Point-per-instance localization data
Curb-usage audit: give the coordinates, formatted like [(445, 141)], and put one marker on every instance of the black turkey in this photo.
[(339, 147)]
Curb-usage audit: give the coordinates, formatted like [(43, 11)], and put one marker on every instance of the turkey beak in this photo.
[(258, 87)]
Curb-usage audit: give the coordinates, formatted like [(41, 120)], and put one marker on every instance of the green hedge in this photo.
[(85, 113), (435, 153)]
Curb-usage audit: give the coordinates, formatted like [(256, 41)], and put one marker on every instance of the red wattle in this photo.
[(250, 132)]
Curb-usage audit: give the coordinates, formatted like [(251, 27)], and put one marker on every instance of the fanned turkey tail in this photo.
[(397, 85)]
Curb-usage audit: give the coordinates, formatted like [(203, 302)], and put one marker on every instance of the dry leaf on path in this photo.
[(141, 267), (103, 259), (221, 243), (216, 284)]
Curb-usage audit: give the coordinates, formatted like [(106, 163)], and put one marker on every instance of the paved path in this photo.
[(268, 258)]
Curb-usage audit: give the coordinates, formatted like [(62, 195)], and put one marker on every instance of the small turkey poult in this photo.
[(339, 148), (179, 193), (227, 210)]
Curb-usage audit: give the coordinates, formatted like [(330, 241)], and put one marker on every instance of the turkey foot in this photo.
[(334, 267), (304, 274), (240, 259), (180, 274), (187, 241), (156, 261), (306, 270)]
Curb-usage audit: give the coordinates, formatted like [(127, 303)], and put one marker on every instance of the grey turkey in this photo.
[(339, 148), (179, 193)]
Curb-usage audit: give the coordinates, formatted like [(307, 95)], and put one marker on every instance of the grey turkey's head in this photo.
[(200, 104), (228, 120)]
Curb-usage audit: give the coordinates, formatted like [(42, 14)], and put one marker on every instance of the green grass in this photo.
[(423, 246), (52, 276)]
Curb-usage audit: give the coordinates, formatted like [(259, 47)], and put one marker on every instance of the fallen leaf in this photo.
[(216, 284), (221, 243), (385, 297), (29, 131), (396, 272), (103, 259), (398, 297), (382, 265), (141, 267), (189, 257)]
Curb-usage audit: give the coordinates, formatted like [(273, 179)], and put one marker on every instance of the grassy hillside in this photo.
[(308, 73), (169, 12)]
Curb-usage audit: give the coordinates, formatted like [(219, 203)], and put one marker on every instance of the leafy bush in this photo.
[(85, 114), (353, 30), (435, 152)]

● **Task objective**
Output, exactly and with no other text, the line that contains "hillside in this photo." and all lines from there to the end of the records.

● **Result**
Curb-usage audit: give the coordinates, formatted like [(273, 179)], and put one marker on every instance of the grassy hillside in this photo.
[(308, 73), (169, 12)]
Curb-usage audit: give the coordinates, formatted like [(219, 203)], and put one marker on every instance of the leafy bush in this photo.
[(85, 114), (353, 30), (435, 152)]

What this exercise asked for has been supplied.